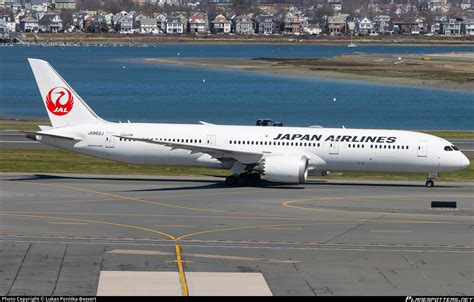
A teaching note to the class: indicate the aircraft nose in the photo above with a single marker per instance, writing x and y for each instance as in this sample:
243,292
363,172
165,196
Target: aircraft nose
464,162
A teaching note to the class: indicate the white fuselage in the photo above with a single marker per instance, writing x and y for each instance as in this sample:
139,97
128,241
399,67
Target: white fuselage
328,149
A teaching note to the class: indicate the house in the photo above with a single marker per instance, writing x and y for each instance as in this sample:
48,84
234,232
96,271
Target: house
******
> **Stated task**: Rewrite all of the items above, changing every "teaching note" to "study note" and keeping everything else the same. Leave the pictures out of your answer.

> **Written reply**:
A study note to the class: indicate the aircraft nose in the photo above with a single marker per instance, writing x and y for each instance as in this sample:
243,292
363,172
165,196
Target: aircraft nose
464,162
A study note to the class: indicate the white fuselage in the photo above with a single marker per instance, writing x and y for each instance as in this sample:
139,97
128,241
399,67
Target: white fuselage
328,149
A study note to the class: indicate the house in the photo above with a single marker per instance, writing x and y for each instance as in this sample:
48,84
234,232
96,271
Target: house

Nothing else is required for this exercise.